HOME > PICKS
Picks :

Picks is a monthly sampling of Japan's art scene, offering short reviews of exhibitions at museums and galleries in recent weeks, with an emphasis on contemporary art by young artists.

1 April 2009
| 1 | 2 |
picks
Yuri Hamano: eyes open
3 - 8 February 2009
Gallery Haneusagi
(Kyoto)
Hamano uses acrylics, ball pen, and magazine cutout collages to create works that exude a dreamlike whiff of deja vu. Children playing on a jungle gym at twilight, a girl standing by a lake, deer walking through a landscape of snow and telephone poles . . . The paintings inspire a sense of unease, but also the desire to take a second look.
picks
Megumi Nakao: Somewhere
3 - 8 February 2009
Art Space Niji
(Kyoto)
Nakao's images of scenes recalled from memory are hazy and indistinct, like landscapes viewed through layers of thin curtains. The eye tries to construct shapes from the pale tones, but in vain. The glass-walled gallery space is a good fit for these paintings: the shifting light triggers exquisite changes in the layers of color.
picks
Kyota Takahashi: Roomers
1 - 21 February 2009
Matsuo Megumi+Voice Gallery pfs/w
(Kyoto)
Projected onto walls, hanging screens, and the floor, the moving silhouettes of a man and a woman appear and disappear as soundscapes by Toru Yamanaka and a live performance by Eiichi Maeda fill the spaces between. The intertwining of the projected images and the performance creates a mysteriously evocative time and space.

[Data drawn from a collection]
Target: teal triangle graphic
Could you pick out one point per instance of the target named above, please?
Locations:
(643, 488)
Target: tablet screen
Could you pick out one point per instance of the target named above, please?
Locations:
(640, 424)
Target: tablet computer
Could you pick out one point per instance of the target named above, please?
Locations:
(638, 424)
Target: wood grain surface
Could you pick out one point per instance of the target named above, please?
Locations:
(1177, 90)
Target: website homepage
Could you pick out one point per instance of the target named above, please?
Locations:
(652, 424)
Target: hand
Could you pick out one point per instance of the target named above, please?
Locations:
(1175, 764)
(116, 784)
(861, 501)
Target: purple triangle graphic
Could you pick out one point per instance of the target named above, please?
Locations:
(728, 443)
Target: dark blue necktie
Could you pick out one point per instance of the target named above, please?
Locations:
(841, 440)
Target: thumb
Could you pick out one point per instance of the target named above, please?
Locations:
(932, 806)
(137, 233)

- What is expected: Write out the passage of the Picks reviews that opens with the words containing "Projected onto walls, hanging" and closes with "time and space.". None of this data is needed for working with the Picks reviews.

- Answer to the exercise:
Projected onto walls, hanging screens, and the floor, the moving silhouettes of a man and a woman appear and disappear as soundscapes by Toru Yamanaka and a live performance by Eiichi Maeda fill the spaces between. The intertwining of the projected images and the performance creates a mysteriously evocative time and space.